* [TEXT SECTION]
Monday, May 25, 2009

American's Idle

So did you see the American Idol finale on Wednesday? Wow. The finale of AI is always like a 1970s variety show. A whole bunch of different acts doing their thing with a fair number of them from years and years ago. The only real difference between the AI finale and the 1970s variety show is that AI was relatively entertaining.

Can we just start with KISS? What are these guys? 80? 90? They've been doing "Rock and Roll All Night" for like 40 years! But that's the good thing about performing with all of that face makeup on, I guess. That part of being old, the whole looking old thing, doesn't show. I was amazed that they could all still stand on those 12-inch platform boots/shoes things that they wear. They're old enough, you'd think that they'd be having the vertigo or something. But hey, for those of us who never got to see KISS perform live, well, consider that performance seeing them sort of live. Still alive! There we go.


But really, the most surprising part of the evening for me was when Barbara Walters came out to sing "Do You Think I'm Sexy". Wait. What? That wasn't Barbara Walters? That was Rod Stewart?! Good Lord. (And sporting a lovely plaid sportscoat as well!) They had all of the failed Idols doing a group number of 'Do You Think I'm Sexy', a huge hit for Rod back in the days when he could legitimately ask that question (and could sing without shouting or sounding like he needed to hack a phlegm boulder out of his esophagus). But on American Idol, he looked like he should have been singing 'Do You Think I'm Elderly'. He's aged a bit, that's all I'm sayin'. So much that if question is posed "Do You Think I'm Sexy" the answer could be a variety of things, but none of them would be 'Yes". Even the lyrics "If you want my body and you think I'm sexy" would seem to be aptly followed by "...you were likely born during the Hoover administration." Or even "...then you're going to need to adjust your horizontal hold."

* [INFORMATION SHOWN]
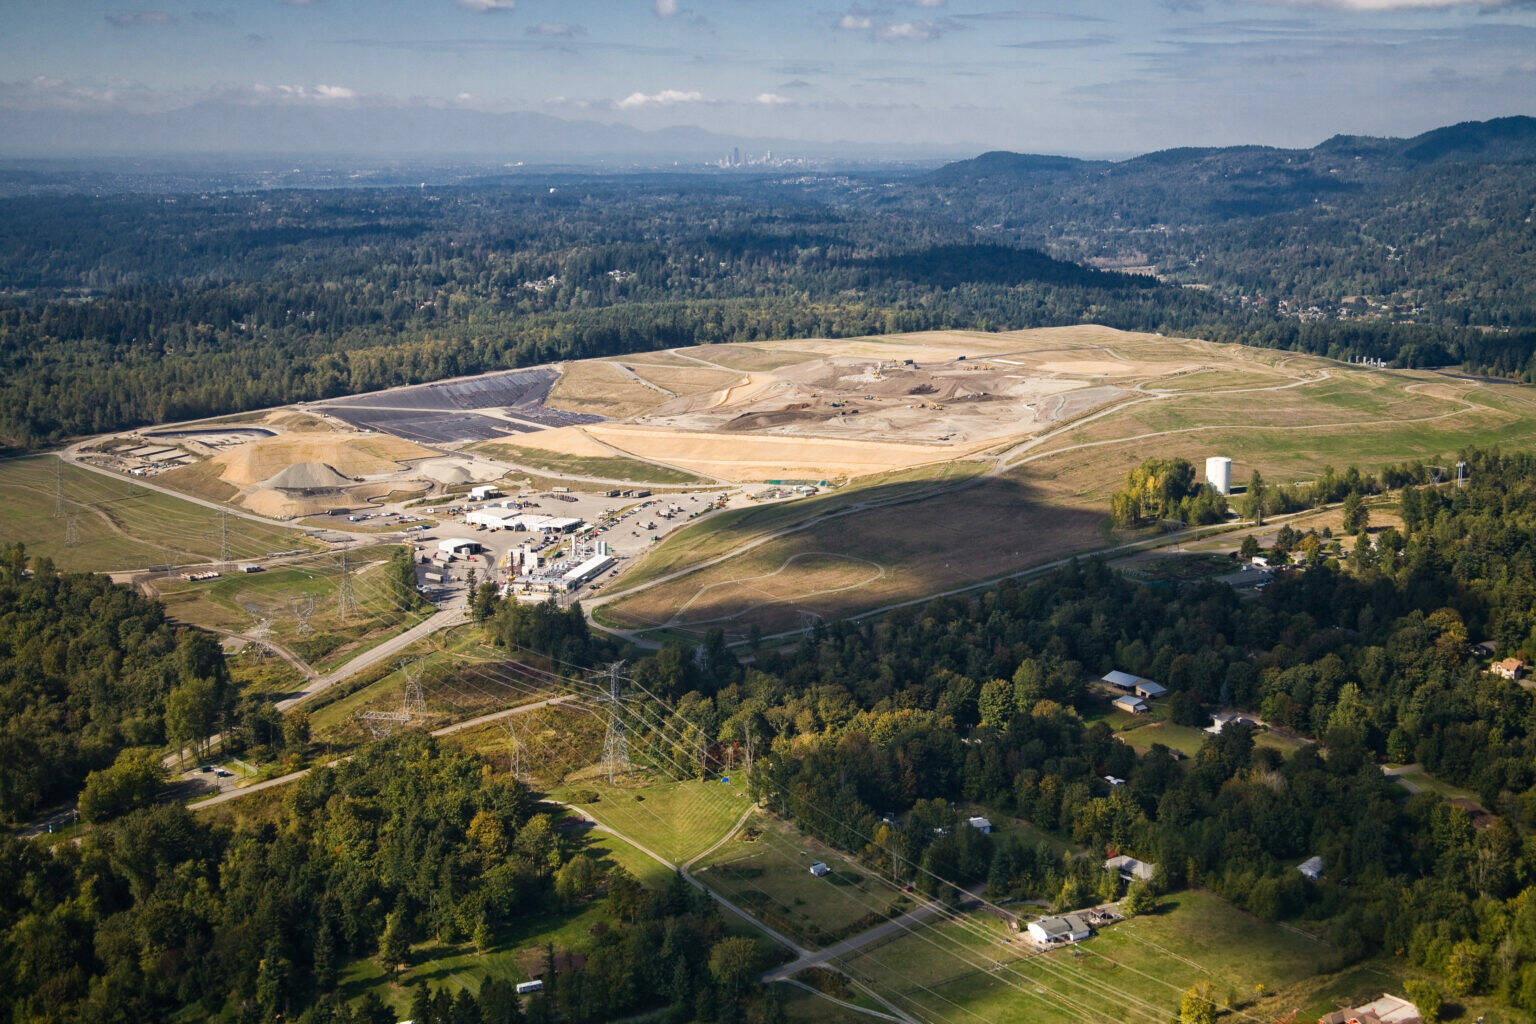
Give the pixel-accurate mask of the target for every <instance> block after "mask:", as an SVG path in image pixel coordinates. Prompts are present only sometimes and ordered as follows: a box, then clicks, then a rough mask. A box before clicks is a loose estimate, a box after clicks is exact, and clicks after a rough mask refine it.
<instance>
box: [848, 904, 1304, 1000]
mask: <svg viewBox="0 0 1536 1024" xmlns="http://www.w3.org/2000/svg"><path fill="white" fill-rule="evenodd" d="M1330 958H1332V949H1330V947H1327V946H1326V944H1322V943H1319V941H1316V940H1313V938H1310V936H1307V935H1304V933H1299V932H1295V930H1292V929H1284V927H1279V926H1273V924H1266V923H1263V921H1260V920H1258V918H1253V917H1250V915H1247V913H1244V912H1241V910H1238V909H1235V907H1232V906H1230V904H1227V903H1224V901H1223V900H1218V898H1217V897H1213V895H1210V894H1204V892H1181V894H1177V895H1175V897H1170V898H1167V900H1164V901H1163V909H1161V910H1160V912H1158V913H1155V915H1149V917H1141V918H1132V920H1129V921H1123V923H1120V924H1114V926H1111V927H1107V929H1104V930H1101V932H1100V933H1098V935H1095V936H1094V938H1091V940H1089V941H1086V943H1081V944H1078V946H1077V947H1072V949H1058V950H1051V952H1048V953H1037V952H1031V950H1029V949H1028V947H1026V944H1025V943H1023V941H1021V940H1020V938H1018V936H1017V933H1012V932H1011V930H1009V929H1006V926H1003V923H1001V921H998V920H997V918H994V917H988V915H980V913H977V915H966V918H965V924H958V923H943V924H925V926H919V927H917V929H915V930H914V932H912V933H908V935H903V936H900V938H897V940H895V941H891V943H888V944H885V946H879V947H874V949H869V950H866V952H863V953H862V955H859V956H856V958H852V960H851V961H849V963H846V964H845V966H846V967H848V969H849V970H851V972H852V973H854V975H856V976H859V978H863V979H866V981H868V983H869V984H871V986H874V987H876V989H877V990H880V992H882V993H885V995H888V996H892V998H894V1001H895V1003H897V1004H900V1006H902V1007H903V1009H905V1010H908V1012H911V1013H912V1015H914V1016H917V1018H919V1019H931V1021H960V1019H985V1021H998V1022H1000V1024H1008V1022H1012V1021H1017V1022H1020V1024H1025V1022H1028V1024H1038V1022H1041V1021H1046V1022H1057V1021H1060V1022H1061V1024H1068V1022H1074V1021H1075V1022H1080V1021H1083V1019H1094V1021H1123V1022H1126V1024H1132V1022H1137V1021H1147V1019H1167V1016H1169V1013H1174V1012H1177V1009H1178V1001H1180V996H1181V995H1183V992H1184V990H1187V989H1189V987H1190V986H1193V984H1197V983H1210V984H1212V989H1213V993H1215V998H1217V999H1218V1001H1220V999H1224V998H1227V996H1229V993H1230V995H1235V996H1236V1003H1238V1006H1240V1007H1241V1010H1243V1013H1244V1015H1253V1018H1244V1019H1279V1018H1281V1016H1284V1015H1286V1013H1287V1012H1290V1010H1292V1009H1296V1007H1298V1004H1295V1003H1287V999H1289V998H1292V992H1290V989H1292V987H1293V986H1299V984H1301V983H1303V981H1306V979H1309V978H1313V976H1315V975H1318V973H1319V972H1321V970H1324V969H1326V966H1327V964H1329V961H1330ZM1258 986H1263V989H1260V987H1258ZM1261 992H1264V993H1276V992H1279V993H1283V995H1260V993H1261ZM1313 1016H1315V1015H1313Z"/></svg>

* [EXERCISE REQUIREMENTS]
**1.** From the blog post about the American Idol finale, list each distinct song title that appears inside quotation marks.
**2.** Answer these from the blog post about the American Idol finale:
(a) On what day of the week did the finale air?
(b) How tall does the post say KISS's platform boots are?
(c) What was Rod Stewart wearing?
**3.** Carry on the blog post about the American Idol finale from its last sentence.

* [SOLVED PROBLEMS]
**1.**
- Rock and Roll All Night
- Do You Think I'm Sexy
- Do You Think I'm Elderly

**2.**
(a) Wednesday
(b) 12 inches
(c) A plaid sportscoat

**3.**
And he shouted sang my favorite Rod Stewart song, Maggie May, which starts out "Wake up, Maggie. I think I've got something to say to you." But watching Rod Stewart, the apparent octogenarian, sing those lyrics, I felt like it should have been, "Wake up, Maggie. It's time to take our pills." Perhaps "Wake up, Maggie. Where's my robe? When's lunch? Did you steal my hat?" Rod probably could have used some of the left over face paint from KISS. Oh, wait. That's right. There wasn't any left over. My mistake.

He stumbled a couple of times. I was worried he might fall and break a hip. He just didn't look all that great, I'm just saying. And when you're old and you look old and you're kind of stumbling old, it's just not right. Odd Stewart was more like it.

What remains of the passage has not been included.